Document section:

((

The Senator from Massachusetts has said: Let's have an up-or-down vote. There are a lot of things around here that we talk about having an up-or-down vote on. We have not been able to have up-or-down votes, and it is always because there are some other amendments that might make the bill better. Sometimes they are even germane to the bill we are talking about.

The one we are talking about, the amendment we are putting this on now is Department of Defense. Yes, you can make some arguments about how this is defense related, I guess, but what we would normally do, if we were serious on an issue such as this, is bring it up as a separate issue and allow amendments to it. But that is not going to happen because there are a few things in my bill that the other side of the aisle would not like to have.

One of those is flextime. They show that chart where the person could make 50 hours this one week and get overtime and then make 30 hours in the next week. That is not how the real world works either. They would earn 40 hours in one week, which would not be overtime, and 40 hours in the next week, which would not be overtime. That is still the same 80 hours. With the agreement of the person asking for the flextime, they could put the 50 hours in one week, the 30 hours in the other week, have the extra day to do whatever they want with their kids.

If flextime is a bad idea, why did we let the Federal employees do it? The problem in my State is with the person who works for a private industry in Wyoming who is married to someone who works for the Federal Government because the Federal Government lets them do the flextime that the Senator from Massachusetts says steals overtime. If it stole overtime, does anyone think our Federal employees would be interested in it? No; they have other values.

When we did flextime for the Federal Government, Senator Kennedy voted to ensure that the Federal employees would have access to flextime, to have the scheduling options necessary to balance work and family life. Senator Kennedy, along with 11 other Democrats, cosponsored the Nickles bill that extended flextime and comp time to State and local employees. If it is a bad idea, why would they do it for Federal employees and State and local employees? And why don't we do it for the private employees? The argument is, nasty employers would never let them have the time.

))

Supplied entries:
((

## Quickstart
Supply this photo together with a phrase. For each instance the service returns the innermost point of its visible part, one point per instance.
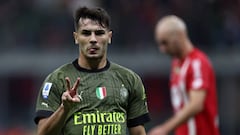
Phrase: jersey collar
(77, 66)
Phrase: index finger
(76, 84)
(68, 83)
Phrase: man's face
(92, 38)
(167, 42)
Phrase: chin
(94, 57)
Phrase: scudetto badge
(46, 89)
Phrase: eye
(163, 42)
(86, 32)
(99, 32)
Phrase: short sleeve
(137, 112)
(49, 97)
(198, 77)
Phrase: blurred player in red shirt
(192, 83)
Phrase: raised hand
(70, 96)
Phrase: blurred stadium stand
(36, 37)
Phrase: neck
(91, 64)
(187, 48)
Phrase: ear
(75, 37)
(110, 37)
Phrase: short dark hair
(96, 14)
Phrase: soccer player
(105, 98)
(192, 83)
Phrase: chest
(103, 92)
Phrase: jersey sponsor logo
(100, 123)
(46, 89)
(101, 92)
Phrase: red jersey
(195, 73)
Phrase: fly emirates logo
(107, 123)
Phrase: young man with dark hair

))
((

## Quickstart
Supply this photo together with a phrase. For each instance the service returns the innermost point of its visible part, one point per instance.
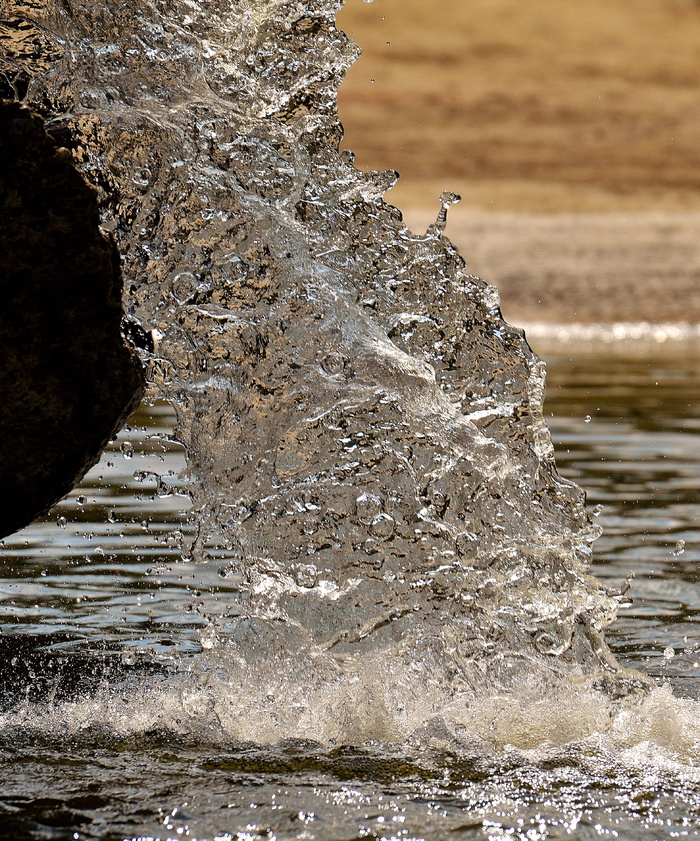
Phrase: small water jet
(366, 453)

))

Written tasks:
1. Duplicate the passage of the flextime floor speech from "The one we are" to "like to have.".
2. In the flextime floor speech, list every distinct number of hours that is mentioned.
3. Extend the flextime floor speech with a few more sentences, starting after its last sentence.

The responses:
1.
The one we are talking about, the amendment we are putting this on now is Department of Defense. Yes, you can make some arguments about how this is defense related, I guess, but what we would normally do, if we were serious on an issue such as this, is bring it up as a separate issue and allow amendments to it. But that is not going to happen because there are a few things in my bill that the other side of the aisle would not like to have.

2.
50 hours
30 hours
40 hours
80 hours

3.
That is a terrible rap for business. Small business understands the needs of their people better than big business because they work with them every day, they go to church with them every weekend, they are in civic organizations with them, their kids go to the same schools, and they are the ones who have to deliver the bad news that they are not going to be allowed to do that flextime, and they cannot afford to do it a different way.

Sometimes the employees in small business make more than the employers in small business. Those are some of the CEOs whom I am worried about, the ones who have to wake up in the middle of the night and say, How am I going to make payroll this week?

I would like to be paying my people more, but I don't know how I am going to pay them at all.

That is a reality in small business. I know small businessmen across the country who are hearing me say that are saying: He's got it. He understands our problem. What can you do to help us?

So we put together some provisions that in a normal situation we would be able to debate one of those at a time and decide on some of them and reject some of them. That is how it ought to work. But it is not just as simple as saying we can get everybody and all the kids out of poverty if we were just to raise the minimum wage.

Mr. President, I yield the floor and reserve the remainder of my time.